● Instructions for the task: Swap "saucer" for "plate" in the rows below, starting at the line that contains "# test: pointer emits one marker per instance of the white" and ending at the line that contains "x=194 y=149". Reproduce only those lines and leave everything else in them unchanged.

● Supplied information:
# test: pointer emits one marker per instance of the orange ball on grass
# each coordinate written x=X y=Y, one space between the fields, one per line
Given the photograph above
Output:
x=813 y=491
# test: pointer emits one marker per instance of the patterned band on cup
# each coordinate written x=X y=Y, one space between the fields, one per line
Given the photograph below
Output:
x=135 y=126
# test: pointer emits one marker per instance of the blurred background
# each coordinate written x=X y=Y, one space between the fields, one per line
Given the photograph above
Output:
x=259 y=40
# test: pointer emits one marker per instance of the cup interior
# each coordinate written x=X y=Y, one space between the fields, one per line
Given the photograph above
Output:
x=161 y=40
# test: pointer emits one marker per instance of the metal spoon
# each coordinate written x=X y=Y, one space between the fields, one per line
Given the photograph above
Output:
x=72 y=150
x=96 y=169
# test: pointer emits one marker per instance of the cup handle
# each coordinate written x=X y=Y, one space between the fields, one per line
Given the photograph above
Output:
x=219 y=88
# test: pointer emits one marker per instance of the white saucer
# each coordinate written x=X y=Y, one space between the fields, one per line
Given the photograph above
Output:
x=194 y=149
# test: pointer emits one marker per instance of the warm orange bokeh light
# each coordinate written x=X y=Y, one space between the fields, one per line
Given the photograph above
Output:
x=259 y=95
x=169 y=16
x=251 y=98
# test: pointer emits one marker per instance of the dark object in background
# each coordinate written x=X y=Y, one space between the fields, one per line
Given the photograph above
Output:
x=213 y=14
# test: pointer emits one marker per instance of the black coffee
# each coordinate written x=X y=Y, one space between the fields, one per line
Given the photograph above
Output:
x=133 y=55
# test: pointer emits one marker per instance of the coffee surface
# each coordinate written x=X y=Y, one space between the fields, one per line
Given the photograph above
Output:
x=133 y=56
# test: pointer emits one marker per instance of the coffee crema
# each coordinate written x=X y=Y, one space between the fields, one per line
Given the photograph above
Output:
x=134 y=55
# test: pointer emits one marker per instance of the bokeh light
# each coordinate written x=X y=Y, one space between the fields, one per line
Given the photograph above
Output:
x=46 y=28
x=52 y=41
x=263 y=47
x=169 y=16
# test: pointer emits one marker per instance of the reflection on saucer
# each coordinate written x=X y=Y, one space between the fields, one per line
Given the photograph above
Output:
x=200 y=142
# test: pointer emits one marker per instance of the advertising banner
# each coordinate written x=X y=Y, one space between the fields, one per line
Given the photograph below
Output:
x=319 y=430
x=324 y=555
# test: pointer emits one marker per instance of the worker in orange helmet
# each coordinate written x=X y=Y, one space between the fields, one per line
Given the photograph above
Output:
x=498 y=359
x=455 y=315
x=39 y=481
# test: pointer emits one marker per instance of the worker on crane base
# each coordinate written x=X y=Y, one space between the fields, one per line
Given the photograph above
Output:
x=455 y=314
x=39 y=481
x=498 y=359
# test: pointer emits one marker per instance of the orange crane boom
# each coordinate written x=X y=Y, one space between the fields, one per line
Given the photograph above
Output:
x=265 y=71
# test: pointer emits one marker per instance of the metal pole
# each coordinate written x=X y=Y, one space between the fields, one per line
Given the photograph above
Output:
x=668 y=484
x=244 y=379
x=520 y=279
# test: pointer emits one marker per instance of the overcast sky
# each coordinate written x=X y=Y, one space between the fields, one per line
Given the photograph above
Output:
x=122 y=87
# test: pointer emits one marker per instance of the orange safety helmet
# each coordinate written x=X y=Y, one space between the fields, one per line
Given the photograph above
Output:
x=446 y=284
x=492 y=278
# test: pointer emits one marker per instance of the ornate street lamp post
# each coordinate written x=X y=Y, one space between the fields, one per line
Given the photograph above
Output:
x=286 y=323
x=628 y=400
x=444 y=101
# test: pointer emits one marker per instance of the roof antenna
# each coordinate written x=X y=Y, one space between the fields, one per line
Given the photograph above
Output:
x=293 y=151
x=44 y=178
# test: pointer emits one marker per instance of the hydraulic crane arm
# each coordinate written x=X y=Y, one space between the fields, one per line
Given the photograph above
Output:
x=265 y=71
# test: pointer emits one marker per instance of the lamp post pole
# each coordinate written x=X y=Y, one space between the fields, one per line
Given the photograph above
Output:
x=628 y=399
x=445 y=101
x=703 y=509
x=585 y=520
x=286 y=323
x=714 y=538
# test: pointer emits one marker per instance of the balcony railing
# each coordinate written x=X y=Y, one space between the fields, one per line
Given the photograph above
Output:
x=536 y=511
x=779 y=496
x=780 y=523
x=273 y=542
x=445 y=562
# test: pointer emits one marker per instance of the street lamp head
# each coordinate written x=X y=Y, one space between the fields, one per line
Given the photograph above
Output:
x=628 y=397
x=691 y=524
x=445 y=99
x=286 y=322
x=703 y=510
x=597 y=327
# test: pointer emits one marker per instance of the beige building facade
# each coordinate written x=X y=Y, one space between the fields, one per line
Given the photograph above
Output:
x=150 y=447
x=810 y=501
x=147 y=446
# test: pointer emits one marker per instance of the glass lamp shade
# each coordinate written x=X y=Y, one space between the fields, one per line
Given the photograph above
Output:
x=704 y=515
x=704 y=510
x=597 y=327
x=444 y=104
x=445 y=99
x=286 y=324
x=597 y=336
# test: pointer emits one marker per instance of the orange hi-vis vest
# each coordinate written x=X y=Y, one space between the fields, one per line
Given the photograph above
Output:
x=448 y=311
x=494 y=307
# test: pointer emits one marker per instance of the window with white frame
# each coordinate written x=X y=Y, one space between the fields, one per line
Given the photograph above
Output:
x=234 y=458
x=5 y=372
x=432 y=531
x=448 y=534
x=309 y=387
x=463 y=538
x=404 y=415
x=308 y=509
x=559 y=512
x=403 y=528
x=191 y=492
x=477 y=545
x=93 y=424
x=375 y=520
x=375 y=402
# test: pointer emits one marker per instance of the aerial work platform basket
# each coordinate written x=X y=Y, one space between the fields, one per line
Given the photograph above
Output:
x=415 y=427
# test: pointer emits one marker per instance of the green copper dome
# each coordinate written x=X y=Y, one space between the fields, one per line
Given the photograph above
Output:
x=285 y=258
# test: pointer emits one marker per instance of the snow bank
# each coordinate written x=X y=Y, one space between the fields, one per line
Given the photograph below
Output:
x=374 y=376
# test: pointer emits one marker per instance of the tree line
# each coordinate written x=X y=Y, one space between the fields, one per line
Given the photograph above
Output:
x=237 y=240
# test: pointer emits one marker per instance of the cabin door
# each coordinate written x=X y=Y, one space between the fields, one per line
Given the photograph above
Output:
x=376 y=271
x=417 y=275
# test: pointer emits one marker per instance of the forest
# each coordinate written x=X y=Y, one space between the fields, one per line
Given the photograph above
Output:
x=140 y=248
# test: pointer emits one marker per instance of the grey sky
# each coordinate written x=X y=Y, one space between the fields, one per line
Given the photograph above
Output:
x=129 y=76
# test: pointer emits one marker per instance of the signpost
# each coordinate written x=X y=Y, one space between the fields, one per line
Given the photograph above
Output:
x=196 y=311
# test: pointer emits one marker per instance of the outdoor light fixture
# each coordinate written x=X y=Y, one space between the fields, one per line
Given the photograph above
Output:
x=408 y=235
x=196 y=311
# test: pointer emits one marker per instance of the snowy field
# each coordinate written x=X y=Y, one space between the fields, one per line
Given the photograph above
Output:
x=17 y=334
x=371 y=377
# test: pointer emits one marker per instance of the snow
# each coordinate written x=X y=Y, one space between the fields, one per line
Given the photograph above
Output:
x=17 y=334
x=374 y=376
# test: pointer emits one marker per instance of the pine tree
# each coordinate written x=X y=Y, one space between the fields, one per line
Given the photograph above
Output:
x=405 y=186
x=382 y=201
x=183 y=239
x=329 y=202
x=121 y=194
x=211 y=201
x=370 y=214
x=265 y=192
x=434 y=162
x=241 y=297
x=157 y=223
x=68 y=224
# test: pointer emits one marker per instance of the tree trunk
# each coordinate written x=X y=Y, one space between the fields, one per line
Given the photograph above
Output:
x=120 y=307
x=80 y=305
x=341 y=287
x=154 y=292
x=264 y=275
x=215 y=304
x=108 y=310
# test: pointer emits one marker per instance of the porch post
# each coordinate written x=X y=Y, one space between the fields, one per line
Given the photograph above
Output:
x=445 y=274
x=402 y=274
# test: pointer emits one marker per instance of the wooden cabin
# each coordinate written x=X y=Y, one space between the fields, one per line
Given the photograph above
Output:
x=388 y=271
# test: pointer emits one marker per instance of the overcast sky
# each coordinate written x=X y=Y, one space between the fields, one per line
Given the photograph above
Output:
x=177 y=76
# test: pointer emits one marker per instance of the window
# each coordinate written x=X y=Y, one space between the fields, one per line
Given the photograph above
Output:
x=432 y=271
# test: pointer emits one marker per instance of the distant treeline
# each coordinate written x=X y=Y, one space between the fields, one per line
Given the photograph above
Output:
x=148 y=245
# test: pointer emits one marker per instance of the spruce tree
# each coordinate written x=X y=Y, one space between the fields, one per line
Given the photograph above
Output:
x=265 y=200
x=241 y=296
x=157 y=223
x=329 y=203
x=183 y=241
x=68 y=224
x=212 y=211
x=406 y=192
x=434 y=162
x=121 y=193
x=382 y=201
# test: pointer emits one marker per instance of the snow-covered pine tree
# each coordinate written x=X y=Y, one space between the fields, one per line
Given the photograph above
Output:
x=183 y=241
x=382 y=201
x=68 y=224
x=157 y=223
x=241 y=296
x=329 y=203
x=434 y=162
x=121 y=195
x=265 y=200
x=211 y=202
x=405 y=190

● Response:
# test: pointer emits one marker per instance of the white plate
# each coordinate written x=X y=Y, one space between the fields, one per line
Given the photograph above
Output:
x=194 y=149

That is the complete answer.